> _Exercise details_: Pick each line containing "waving" out of the records.

[Stored items]
==============================
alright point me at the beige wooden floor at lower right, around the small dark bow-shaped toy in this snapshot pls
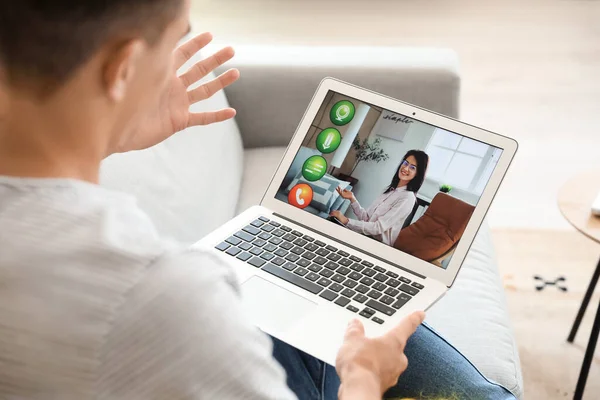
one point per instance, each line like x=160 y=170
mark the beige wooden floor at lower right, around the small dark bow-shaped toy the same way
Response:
x=542 y=319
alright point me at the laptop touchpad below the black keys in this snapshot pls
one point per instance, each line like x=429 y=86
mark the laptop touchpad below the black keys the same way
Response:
x=271 y=307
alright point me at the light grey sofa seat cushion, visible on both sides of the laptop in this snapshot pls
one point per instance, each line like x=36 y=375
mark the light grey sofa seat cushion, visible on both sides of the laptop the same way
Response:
x=473 y=315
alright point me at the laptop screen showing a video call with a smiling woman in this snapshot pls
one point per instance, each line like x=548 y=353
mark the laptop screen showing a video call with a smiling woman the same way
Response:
x=390 y=177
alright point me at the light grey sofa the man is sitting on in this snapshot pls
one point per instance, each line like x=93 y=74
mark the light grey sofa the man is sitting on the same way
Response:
x=200 y=178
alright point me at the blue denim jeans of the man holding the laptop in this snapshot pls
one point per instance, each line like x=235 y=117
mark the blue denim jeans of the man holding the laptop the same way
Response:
x=435 y=370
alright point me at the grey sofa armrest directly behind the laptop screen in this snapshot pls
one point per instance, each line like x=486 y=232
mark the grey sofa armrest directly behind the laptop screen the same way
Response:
x=277 y=83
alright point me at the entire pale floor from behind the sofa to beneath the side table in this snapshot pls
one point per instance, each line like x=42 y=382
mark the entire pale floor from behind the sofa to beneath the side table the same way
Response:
x=530 y=70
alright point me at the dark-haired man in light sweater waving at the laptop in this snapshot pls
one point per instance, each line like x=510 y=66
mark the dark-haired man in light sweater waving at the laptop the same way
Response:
x=93 y=304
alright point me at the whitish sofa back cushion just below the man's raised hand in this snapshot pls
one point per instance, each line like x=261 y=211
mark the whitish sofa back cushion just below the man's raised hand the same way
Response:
x=190 y=183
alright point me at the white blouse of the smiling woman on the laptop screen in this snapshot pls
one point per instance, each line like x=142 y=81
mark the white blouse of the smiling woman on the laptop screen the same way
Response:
x=384 y=218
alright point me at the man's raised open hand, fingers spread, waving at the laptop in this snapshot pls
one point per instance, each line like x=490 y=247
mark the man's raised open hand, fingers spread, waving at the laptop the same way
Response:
x=173 y=114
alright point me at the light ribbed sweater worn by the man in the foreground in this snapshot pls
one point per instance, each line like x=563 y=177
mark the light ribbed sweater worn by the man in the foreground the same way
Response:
x=94 y=305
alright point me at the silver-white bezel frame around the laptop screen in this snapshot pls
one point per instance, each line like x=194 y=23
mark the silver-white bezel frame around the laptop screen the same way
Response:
x=448 y=275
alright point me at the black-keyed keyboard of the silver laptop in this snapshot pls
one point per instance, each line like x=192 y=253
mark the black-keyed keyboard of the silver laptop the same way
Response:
x=321 y=269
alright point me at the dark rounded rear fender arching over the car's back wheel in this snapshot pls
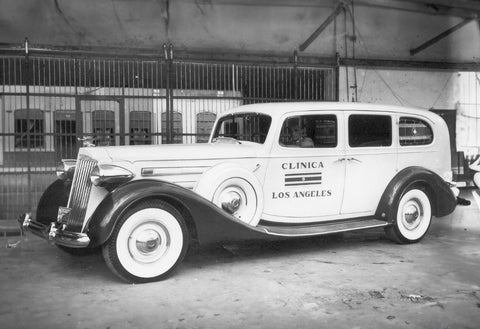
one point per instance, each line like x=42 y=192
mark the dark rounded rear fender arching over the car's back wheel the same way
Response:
x=442 y=198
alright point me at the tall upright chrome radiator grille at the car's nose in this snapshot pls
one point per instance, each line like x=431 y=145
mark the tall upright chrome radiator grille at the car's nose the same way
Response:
x=80 y=192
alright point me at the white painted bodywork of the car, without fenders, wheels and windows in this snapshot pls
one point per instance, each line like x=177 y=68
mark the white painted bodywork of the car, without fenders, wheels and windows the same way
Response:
x=353 y=179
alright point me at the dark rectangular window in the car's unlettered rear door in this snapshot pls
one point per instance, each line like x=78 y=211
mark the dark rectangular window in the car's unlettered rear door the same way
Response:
x=369 y=130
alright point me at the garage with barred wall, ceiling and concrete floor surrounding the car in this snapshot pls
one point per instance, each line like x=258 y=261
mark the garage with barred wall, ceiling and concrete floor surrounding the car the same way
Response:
x=128 y=72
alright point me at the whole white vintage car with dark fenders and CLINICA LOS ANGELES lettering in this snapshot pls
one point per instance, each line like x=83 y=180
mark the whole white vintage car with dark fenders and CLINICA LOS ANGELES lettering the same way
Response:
x=279 y=170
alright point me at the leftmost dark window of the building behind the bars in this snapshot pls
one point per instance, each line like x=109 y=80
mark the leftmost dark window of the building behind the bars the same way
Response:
x=29 y=128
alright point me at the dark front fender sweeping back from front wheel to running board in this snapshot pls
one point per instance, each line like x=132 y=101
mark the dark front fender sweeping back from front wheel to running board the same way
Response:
x=206 y=222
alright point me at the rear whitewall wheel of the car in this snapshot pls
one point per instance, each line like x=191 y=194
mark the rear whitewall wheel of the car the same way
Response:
x=413 y=218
==============================
> _Completed task_:
alright point me at the dark-haired man in light sweater waving at the laptop in this snapshot pls
mark the dark-haired man in light sweater waving at the laptop the same way
alright point me at the man's raised open hand, fingers spread, waving at the laptop in this snapshot pls
mark the man's raised open hand, fingers spread, waving at the laptop the same way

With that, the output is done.